Work required →
Retype the data below exactly, starting with the line that contains "Reviewer note: check that each instance of the large damaged" and continuing through the end of the data.

Material for this exercise →
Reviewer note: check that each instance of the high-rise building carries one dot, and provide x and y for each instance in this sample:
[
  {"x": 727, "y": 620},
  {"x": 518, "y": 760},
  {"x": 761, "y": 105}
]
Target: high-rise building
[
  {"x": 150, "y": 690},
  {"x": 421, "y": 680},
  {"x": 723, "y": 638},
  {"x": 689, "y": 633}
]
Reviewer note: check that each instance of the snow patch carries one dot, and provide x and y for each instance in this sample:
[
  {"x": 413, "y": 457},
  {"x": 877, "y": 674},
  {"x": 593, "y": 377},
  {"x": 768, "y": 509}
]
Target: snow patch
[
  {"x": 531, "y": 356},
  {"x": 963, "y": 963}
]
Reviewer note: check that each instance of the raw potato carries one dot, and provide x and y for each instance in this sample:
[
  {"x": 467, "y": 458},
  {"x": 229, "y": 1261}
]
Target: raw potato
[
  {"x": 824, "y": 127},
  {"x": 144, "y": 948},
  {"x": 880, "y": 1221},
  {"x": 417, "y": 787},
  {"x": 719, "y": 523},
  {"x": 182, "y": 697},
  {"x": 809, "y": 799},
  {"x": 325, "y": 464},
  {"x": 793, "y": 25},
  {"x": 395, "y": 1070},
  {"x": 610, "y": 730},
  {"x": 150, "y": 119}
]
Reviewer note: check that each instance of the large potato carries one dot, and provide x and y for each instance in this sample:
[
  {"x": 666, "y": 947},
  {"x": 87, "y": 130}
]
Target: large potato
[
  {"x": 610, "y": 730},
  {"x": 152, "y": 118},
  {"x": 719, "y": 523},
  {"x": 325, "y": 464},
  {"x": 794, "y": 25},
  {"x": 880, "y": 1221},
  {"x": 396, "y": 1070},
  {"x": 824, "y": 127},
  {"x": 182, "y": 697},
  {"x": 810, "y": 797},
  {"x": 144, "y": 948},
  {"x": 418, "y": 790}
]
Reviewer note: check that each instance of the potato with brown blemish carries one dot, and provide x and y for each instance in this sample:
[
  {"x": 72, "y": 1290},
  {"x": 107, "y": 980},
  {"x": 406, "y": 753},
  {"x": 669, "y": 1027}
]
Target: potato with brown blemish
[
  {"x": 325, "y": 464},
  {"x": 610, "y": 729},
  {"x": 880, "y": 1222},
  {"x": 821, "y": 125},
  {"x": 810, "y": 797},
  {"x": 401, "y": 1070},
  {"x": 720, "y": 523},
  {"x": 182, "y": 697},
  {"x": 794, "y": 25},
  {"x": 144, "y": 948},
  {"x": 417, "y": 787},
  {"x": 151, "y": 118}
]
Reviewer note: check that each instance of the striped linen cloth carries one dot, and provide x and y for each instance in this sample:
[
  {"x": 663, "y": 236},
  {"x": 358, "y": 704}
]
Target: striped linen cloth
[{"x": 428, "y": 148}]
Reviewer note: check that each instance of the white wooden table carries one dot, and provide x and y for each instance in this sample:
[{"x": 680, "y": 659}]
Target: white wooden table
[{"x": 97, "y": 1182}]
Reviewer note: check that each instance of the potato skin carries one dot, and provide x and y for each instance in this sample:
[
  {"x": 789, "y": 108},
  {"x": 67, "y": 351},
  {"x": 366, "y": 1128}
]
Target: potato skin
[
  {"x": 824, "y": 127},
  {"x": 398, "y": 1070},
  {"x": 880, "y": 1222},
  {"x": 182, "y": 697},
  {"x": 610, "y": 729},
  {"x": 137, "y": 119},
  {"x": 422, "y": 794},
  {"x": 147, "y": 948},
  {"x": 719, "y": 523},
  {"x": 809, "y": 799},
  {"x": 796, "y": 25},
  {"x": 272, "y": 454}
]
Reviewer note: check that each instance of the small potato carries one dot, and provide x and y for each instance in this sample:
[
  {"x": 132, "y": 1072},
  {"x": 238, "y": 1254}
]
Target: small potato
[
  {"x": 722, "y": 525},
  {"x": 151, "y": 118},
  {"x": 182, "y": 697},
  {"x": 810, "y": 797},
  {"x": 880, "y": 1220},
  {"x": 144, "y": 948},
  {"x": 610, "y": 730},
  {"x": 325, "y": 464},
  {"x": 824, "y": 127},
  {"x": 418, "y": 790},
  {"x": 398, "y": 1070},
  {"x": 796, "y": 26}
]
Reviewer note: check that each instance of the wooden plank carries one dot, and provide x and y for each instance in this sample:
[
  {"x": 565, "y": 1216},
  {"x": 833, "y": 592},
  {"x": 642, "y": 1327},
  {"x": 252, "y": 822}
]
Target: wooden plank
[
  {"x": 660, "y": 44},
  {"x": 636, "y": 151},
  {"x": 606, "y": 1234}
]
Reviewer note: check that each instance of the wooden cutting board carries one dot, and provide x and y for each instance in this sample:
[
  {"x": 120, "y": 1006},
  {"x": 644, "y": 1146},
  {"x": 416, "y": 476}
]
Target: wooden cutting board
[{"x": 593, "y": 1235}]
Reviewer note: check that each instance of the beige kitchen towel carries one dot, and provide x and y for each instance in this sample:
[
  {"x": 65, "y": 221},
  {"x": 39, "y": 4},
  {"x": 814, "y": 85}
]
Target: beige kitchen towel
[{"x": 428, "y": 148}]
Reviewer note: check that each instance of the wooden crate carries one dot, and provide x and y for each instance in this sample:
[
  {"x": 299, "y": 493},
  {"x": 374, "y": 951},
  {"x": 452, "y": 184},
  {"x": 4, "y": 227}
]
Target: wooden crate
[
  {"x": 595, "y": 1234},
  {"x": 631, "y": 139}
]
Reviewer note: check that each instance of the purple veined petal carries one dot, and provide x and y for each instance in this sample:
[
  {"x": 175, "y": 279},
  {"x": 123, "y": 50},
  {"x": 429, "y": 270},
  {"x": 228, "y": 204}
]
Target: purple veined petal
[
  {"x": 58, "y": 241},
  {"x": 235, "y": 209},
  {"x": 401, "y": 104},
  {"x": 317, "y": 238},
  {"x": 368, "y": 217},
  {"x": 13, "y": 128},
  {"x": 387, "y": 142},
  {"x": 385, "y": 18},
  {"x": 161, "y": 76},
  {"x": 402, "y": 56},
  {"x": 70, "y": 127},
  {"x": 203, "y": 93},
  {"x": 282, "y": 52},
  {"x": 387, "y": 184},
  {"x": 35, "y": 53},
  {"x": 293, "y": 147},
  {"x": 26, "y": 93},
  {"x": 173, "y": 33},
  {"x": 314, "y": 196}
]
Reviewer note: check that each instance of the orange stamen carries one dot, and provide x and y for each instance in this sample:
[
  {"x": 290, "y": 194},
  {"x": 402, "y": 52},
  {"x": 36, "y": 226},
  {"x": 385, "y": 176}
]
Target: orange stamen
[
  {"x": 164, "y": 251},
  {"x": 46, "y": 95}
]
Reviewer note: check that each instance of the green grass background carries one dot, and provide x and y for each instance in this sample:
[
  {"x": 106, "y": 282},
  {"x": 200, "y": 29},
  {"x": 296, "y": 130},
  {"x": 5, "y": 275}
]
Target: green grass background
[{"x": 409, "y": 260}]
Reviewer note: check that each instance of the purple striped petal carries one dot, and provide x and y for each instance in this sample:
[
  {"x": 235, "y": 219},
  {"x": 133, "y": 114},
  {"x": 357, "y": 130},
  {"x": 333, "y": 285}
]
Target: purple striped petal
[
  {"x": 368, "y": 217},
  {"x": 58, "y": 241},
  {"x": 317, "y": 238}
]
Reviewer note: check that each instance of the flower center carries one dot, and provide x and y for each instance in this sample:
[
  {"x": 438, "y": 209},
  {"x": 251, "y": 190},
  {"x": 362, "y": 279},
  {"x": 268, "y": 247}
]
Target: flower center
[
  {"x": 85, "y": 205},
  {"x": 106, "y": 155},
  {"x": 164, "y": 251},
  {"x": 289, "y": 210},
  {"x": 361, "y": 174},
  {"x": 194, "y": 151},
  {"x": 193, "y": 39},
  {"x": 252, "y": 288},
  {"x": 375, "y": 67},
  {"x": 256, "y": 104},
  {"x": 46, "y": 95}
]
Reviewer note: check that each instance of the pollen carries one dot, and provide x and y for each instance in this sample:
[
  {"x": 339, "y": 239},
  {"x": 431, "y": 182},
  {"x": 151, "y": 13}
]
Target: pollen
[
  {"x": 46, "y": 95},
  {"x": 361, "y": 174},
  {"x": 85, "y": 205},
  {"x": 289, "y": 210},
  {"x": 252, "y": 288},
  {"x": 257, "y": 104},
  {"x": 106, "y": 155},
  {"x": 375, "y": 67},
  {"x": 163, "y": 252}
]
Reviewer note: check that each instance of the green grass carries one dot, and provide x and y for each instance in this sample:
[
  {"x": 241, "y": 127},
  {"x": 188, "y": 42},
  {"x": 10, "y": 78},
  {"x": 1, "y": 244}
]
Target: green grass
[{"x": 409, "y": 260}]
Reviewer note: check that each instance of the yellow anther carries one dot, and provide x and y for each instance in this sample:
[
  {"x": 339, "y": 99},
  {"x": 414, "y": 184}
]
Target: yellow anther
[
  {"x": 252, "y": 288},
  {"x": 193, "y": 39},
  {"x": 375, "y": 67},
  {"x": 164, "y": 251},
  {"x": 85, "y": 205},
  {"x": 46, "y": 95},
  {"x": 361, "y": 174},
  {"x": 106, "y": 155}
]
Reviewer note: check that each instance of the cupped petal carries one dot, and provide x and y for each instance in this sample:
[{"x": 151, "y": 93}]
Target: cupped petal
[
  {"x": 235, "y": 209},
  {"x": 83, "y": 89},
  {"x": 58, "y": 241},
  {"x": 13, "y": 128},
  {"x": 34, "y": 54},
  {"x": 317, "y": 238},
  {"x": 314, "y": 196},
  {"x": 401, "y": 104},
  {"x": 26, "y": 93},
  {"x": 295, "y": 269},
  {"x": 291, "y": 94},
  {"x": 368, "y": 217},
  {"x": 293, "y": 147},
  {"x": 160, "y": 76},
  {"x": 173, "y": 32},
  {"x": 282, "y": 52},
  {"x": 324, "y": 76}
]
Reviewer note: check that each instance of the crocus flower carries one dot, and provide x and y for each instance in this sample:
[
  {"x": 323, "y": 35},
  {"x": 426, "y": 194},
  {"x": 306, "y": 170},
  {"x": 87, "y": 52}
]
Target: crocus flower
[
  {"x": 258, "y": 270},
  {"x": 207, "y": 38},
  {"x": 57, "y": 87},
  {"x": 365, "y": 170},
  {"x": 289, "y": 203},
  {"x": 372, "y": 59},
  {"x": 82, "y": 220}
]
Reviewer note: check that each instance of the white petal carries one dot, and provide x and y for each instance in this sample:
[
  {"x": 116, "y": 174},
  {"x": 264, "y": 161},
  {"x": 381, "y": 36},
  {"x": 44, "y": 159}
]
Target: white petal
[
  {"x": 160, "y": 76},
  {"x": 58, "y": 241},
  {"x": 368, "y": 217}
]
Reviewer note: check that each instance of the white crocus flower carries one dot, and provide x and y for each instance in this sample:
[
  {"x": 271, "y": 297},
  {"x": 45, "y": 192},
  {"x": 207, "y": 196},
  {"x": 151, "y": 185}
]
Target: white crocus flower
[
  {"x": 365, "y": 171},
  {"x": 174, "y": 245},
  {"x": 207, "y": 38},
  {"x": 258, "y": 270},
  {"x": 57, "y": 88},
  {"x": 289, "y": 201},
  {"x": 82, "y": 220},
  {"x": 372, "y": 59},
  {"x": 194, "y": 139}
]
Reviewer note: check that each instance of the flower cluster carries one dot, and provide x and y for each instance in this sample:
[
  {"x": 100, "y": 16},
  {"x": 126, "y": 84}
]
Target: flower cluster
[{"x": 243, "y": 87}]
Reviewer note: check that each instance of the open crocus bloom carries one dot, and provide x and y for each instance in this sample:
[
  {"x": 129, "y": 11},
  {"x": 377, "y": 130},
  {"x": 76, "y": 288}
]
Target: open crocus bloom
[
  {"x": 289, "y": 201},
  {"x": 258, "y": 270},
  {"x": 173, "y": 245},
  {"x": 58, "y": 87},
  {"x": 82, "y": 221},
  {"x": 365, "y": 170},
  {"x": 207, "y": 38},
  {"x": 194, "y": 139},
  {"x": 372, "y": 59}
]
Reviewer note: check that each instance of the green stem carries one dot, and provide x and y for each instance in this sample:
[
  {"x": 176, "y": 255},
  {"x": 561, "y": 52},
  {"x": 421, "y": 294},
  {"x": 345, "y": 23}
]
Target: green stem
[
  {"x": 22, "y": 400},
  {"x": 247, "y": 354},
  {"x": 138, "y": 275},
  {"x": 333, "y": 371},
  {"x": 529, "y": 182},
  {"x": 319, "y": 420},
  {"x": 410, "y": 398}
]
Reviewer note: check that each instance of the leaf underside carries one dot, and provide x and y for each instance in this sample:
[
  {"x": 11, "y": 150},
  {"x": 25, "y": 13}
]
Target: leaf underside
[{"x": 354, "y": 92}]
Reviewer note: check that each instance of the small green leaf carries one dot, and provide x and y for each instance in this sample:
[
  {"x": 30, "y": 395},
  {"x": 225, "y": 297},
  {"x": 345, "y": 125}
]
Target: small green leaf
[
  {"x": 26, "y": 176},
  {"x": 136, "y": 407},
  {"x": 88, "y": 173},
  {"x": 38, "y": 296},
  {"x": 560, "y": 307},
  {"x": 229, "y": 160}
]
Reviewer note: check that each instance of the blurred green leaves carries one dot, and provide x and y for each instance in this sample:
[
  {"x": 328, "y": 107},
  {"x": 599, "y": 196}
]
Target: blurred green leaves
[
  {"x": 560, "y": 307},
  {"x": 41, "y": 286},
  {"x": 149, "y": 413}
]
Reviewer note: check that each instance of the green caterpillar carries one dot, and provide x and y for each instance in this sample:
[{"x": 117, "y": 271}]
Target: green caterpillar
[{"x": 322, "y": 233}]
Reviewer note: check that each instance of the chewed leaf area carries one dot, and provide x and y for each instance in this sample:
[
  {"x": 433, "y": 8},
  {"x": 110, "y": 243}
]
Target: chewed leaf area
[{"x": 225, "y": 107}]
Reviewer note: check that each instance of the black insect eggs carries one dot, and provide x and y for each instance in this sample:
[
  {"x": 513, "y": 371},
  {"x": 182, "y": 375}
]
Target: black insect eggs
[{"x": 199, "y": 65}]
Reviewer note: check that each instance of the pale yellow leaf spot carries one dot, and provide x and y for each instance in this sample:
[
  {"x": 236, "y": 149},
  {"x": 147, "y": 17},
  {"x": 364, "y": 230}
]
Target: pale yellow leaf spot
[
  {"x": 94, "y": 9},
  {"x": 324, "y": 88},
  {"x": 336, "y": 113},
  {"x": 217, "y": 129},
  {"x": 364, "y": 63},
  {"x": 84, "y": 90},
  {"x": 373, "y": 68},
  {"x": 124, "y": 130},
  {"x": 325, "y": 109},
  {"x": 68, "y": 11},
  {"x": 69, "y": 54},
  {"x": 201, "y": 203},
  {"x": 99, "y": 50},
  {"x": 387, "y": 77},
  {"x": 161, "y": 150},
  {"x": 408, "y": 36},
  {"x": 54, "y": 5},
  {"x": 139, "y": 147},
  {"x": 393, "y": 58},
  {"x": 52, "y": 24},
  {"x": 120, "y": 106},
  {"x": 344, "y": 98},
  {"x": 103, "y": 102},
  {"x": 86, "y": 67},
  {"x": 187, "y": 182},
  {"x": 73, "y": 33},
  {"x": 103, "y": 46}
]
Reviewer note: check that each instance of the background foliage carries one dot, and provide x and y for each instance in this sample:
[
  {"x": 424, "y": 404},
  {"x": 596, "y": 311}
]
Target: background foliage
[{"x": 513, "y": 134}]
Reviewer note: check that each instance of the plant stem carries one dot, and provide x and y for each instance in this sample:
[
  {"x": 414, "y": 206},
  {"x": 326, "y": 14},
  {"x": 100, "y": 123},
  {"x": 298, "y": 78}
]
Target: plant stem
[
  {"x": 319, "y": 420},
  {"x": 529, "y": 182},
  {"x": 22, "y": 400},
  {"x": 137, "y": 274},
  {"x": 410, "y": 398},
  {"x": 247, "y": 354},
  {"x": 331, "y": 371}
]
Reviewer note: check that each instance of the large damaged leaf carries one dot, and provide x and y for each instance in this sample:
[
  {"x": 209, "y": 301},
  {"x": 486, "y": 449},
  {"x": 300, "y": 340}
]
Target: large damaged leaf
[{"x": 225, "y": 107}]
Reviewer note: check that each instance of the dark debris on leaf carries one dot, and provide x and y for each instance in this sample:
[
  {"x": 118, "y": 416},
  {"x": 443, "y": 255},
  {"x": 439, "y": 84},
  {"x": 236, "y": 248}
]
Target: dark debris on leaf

Correct output →
Reviewer note: check that each instance of the large damaged leaf carries one dot, and provide x and y for each instance in this sample:
[
  {"x": 209, "y": 301},
  {"x": 486, "y": 449},
  {"x": 300, "y": 340}
]
Target: large damaged leaf
[{"x": 225, "y": 107}]
Reviewer note: check that each instance of the dark debris on leaf carries one dot, and provide x and y for each instance in this sample:
[
  {"x": 118, "y": 416},
  {"x": 443, "y": 255},
  {"x": 439, "y": 84},
  {"x": 236, "y": 248}
]
Target: dark debris on leaf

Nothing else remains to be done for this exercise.